• Série d'exercices:
1. Répondez brièvement à ces questions sur l'entretien.
(a) En quelle année l'association Adyan a-t-elle été créée ?
(b) Selon le Père Daou, quel but vise son dialogue avec un musulman ?
(c) Sur quel thème Adyan travaille-t-elle beaucoup ?
2. Recopiez à l'identique le passage de l'entretien qui commence par « Père Daou – La » et se termine par « échec du dialogue? ».

Monde arabe: du confessionnalisme à la citoyenneté. Entretien avec le Père Fadi Daou, fondateur de l'association Adyan (*1), à Beyrouth crée en 2006.

Les leçons du massacre des chrétiens orientaux – arméniens mais aussi syriaques, chaldéens, assyriens, grecs orthodoxes, melkites - en 1915, n’ont pas été retenues. Le drame se perpétue en Irak et en Syrie. Quel est votre analyse ?

Père Daou – La période n’est pas positive, et malheureusement elle risque de durer. Mais les évènements dramatiques actuels peuvent aussi constituer le point de départ d’un renouveau, instaurer de nouvelles bases d’un dialogue islamo-chrétien constructif, en tirant les leçons du passé. Même si dans sa forme institutionnelle, élitiste, le dialogue islamo chrétien a déçu, il a malgré tout lancé quelques passerelles. Dans chaque communauté, se trouvent aujourd’hui des personnalités capables de jouer les médiateurs, en cas de conflit.

Q- Pourquoi cet échec du dialogue?

Père Daou – Il existe un malentendu. Le dialogue n’a pas pour objectif de réunifier les dogmes. Mon dialogue avec un musulman ne vise pas à le convaincre que Jésus est fils de Dieu, mais d’instaurer avec lui une relation de confiance.

Q- Comment construire la confiance entre deux religions concurrentes ?

Père Daou- Prenons l’image de deux personnes en dialogue. Elles sont face à face, et entre eux il y a un espace, souvent une table. À Adyan, nous discernons d’abord le problème que nous voulons aborder, puis nous le plaçons en face de nous. Et, pour en débattre, nous nous asseyons côte à côte, en tentant d’avancer ensemble.

Q- Donnez-moi l’exemple d’un problème qui vous tient à cœur à Adyan ?

Nous travaillons beaucoup sur la citoyenneté. Il est primordial de donner non seulement au Liban, mais aux pays arabes un sens du bien commun.

Q- Comment donner ce sens de la citoyenneté ?

Père Daou – Par le concept de « Citoyenneté inclusive de la diversité culturelle et religieuse» qui vise à construire une citoyenneté commune, en incluant les sensibilités religieuses. Il ne faut plus tomber dans l’erreur de les gommer, de faire comme si elles n’existaient pas. Ce refus a conduit à l’échec, et contribué à développer le sectarisme religieux. C’est en assumant notre héritage religieux chrétien ou musulman que nous devenons pleinement citoyens. Ce concept de « Citoyenneté inclusive » a pour but de rassurer ceux qui assimilent la laïcité à l’athéisme.

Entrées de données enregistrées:
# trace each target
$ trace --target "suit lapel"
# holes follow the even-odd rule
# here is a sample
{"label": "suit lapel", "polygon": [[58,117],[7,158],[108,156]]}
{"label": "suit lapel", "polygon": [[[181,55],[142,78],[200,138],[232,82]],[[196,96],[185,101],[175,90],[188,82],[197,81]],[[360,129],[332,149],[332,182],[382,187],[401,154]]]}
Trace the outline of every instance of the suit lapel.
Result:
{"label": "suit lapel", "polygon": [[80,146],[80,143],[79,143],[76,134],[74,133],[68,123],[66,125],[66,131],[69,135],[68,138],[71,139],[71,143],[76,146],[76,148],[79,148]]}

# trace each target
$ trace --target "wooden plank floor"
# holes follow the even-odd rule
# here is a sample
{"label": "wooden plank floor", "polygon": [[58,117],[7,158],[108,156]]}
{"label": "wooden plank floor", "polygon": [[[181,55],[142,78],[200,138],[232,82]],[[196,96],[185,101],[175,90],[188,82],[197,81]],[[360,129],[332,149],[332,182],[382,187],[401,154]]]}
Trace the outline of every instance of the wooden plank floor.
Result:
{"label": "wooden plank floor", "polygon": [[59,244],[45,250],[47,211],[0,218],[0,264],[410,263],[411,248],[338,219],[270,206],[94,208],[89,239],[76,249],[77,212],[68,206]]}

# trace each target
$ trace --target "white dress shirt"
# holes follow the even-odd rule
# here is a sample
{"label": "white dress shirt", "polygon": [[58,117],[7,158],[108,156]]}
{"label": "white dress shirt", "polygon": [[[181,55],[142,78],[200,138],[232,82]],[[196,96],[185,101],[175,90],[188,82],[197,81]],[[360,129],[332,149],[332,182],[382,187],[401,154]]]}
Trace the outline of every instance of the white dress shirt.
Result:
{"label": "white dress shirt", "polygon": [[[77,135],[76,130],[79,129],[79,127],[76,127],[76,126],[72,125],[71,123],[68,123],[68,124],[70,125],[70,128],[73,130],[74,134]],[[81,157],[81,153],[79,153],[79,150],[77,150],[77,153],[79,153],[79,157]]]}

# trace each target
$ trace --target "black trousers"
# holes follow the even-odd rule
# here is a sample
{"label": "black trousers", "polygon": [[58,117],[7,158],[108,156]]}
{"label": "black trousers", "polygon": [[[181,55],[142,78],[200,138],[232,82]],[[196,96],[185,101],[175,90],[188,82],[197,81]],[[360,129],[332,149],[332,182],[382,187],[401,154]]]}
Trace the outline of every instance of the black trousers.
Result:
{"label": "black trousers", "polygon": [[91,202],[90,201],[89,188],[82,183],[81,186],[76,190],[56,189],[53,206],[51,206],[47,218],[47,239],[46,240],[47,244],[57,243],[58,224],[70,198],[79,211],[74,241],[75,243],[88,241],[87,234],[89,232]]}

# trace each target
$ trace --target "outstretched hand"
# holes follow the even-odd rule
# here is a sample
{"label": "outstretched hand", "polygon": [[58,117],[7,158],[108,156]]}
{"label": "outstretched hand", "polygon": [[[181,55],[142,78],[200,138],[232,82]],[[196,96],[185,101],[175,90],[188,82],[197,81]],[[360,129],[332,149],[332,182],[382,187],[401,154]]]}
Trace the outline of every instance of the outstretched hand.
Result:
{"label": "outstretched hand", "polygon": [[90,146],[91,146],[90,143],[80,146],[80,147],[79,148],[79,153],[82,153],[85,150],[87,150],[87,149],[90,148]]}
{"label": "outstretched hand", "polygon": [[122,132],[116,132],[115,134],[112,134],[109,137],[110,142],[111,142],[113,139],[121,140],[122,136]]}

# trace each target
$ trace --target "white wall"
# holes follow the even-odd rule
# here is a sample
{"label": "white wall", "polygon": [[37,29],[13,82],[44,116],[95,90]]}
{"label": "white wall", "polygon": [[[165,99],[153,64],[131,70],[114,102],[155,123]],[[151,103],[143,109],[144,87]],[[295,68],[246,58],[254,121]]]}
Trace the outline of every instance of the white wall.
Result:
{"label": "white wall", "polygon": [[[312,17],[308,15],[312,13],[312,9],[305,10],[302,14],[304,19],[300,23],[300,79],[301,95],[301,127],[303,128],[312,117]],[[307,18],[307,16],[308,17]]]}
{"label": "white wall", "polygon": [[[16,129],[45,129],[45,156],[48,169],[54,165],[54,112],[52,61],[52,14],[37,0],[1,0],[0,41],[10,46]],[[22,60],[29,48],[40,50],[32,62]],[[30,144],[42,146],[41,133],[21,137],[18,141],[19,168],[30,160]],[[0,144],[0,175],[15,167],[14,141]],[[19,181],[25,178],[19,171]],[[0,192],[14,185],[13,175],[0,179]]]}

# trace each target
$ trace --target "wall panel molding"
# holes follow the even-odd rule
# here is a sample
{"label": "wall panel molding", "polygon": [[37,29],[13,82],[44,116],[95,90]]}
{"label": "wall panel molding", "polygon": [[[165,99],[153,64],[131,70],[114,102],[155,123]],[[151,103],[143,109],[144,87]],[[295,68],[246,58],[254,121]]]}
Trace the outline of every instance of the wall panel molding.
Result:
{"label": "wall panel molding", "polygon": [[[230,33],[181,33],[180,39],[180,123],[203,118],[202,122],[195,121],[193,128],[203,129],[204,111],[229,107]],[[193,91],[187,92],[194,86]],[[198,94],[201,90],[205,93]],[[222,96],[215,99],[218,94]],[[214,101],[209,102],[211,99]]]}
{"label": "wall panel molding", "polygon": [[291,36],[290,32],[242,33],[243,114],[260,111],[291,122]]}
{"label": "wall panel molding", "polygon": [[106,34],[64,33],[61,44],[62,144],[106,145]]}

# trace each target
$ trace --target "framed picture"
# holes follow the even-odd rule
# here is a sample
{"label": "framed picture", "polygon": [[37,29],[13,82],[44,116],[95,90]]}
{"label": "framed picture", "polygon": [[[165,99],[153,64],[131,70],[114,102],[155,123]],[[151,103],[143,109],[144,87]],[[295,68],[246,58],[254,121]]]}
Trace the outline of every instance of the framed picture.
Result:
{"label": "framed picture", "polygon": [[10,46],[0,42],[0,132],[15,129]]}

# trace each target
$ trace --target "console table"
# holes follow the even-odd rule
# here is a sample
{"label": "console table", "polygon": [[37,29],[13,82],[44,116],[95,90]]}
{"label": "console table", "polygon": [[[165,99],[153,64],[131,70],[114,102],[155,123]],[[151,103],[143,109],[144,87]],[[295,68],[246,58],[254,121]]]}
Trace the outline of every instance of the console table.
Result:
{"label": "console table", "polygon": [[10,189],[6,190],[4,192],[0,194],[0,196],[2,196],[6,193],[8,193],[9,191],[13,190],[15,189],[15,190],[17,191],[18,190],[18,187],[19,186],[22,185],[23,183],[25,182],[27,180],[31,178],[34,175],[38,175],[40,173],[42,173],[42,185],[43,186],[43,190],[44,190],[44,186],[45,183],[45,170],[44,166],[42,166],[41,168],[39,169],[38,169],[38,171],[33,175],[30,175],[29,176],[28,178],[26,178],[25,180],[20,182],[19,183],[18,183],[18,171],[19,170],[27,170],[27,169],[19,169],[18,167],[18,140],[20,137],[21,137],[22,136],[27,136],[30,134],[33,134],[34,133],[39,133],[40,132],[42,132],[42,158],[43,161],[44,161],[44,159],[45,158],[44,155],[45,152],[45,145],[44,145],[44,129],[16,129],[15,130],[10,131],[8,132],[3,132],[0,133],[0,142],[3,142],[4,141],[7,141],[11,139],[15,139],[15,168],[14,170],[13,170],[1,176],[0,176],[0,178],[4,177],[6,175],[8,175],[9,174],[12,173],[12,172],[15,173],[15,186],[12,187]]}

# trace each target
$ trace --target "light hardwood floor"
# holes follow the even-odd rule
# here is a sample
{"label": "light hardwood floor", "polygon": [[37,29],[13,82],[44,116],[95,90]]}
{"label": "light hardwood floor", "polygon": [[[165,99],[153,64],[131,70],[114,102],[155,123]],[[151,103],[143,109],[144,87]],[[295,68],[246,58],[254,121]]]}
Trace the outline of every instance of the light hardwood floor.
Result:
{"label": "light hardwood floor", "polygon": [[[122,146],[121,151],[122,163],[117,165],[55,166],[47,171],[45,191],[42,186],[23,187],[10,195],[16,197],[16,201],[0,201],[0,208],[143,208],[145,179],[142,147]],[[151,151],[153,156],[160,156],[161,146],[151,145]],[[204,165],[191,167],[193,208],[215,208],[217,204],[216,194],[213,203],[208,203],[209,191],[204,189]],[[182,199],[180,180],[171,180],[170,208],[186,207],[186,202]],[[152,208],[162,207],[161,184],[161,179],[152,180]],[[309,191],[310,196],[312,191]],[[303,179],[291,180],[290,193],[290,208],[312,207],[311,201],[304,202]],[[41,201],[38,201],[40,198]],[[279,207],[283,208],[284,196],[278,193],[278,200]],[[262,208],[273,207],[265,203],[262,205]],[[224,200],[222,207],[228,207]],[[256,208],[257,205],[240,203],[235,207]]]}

• Réponses données:
1.
(a) En 2006.
(b) Il vise à instaurer avec lui une relation de confiance.
(c) Sur la citoyenneté.

2.
Père Daou – La période n’est pas positive, et malheureusement elle risque de durer. Mais les évènements dramatiques actuels peuvent aussi constituer le point de départ d’un renouveau, instaurer de nouvelles bases d’un dialogue islamo-chrétien constructif, en tirant les leçons du passé. Même si dans sa forme institutionnelle, élitiste, le dialogue islamo chrétien a déçu, il a malgré tout lancé quelques passerelles. Dans chaque communauté, se trouvent aujourd’hui des personnalités capables de jouer les médiateurs, en cas de conflit.

Q- Pourquoi cet échec du dialogue?